-- begin --
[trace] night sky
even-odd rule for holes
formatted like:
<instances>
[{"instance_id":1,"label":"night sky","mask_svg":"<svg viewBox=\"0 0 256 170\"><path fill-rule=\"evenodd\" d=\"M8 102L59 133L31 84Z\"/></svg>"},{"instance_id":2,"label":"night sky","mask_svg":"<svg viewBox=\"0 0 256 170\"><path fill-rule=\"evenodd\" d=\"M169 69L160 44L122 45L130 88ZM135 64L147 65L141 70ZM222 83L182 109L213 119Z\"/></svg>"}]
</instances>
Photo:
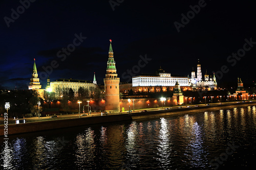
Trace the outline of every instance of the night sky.
<instances>
[{"instance_id":1,"label":"night sky","mask_svg":"<svg viewBox=\"0 0 256 170\"><path fill-rule=\"evenodd\" d=\"M165 72L191 76L198 59L203 75L224 66L220 85L236 82L238 76L245 85L256 81L253 1L23 1L26 8L19 1L0 1L0 89L28 89L34 58L42 88L48 74L52 81L92 81L95 72L103 84L110 39L121 82L130 80L127 69L138 76L154 74L160 65ZM189 21L183 16L188 14ZM81 41L76 38L77 45L72 45L79 36ZM67 47L72 51L63 55ZM243 57L232 57L238 52ZM146 63L140 61L145 55Z\"/></svg>"}]
</instances>

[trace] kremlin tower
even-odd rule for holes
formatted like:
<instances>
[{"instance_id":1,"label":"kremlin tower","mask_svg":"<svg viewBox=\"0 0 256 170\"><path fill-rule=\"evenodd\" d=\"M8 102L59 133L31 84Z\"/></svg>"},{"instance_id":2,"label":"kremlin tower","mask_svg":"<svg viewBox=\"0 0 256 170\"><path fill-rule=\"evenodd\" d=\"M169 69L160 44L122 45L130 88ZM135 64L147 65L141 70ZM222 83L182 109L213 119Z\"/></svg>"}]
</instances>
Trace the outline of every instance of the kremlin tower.
<instances>
[{"instance_id":1,"label":"kremlin tower","mask_svg":"<svg viewBox=\"0 0 256 170\"><path fill-rule=\"evenodd\" d=\"M29 83L29 89L36 90L37 91L39 97L44 99L44 89L41 89L41 85L40 84L39 80L38 77L38 74L35 65L35 59L34 59L33 72L32 74L32 78L30 79L30 83Z\"/></svg>"},{"instance_id":2,"label":"kremlin tower","mask_svg":"<svg viewBox=\"0 0 256 170\"><path fill-rule=\"evenodd\" d=\"M106 66L106 78L104 79L105 88L105 110L110 113L120 112L119 82L116 74L116 62L114 60L112 40L110 39L109 59Z\"/></svg>"},{"instance_id":3,"label":"kremlin tower","mask_svg":"<svg viewBox=\"0 0 256 170\"><path fill-rule=\"evenodd\" d=\"M198 64L197 64L197 81L202 81L202 72L201 71L201 64L199 64L199 59L198 59Z\"/></svg>"}]
</instances>

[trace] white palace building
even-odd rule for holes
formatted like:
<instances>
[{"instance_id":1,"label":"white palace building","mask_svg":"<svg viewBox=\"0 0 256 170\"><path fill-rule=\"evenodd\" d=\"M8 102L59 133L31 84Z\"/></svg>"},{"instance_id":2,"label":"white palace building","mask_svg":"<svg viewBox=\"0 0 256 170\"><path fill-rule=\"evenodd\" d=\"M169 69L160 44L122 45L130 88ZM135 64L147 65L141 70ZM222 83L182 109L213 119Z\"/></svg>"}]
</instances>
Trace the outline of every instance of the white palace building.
-- end --
Please revise the stretch from the line containing "[trace] white palace building" through the end of the rows, changing "white palace building" to "white cathedral building" and leaving everything else as it is.

[trace] white cathedral building
even-odd rule for holes
formatted like:
<instances>
[{"instance_id":1,"label":"white cathedral building","mask_svg":"<svg viewBox=\"0 0 256 170\"><path fill-rule=\"evenodd\" d=\"M8 102L59 133L31 84Z\"/></svg>"},{"instance_id":2,"label":"white cathedral building","mask_svg":"<svg viewBox=\"0 0 256 170\"><path fill-rule=\"evenodd\" d=\"M169 69L160 44L122 45L130 88ZM135 64L147 65L141 70ZM222 83L182 109L213 119Z\"/></svg>"}]
</instances>
Trace the outline of every instance of the white cathedral building.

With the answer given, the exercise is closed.